**EXERCICE ÉCRIT**: Relevez, dans leur ordre d'apparition, tous les noms de personnes cités dans l'extrait sur l'Opposition de gauche.

**EXTRAIT DU TEXTE**:
Et Barmine de commenter « Staline, qui encaissait, gardant son sang-froid, mais pâle et les lèvres pincées, traité de salaud, s'est, à n'en pas douter, souvenu dix ans plus tard de cette menace "terroriste". » [18]. Accusé de « complot militaire », Schmidt disparaîtra en 1936...
C'est dans l'appartement des Beloborodov que Trotsky réussit à dicter le premier texte d'orientation de ce qui s'appellera désormais l'Opposition de gauche, car le qualificatif d'« unifiée » n'a plus sa raison d'être avec la défection de Zinoviev, Kamenev et leurs partisans. Il est intitulé Nouvelle Etape et fait le point de cette « crise du parti » qui reflète en définitive – c'est par là qu'il commence – la crise de la révolution, elle-même provoquée par la modification des rapports de classe.

**DONNÉES FOURNIES**:
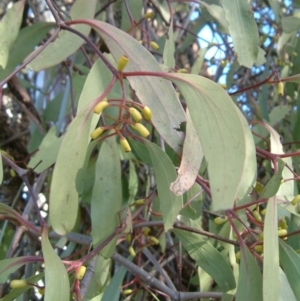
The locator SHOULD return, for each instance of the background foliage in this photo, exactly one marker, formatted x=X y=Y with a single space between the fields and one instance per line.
x=204 y=206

**RÉPONSE CI-DESSOUS**: Barmine, Staline, Schmidt, Beloborodov, Trotsky, Zinoviev, Kamenev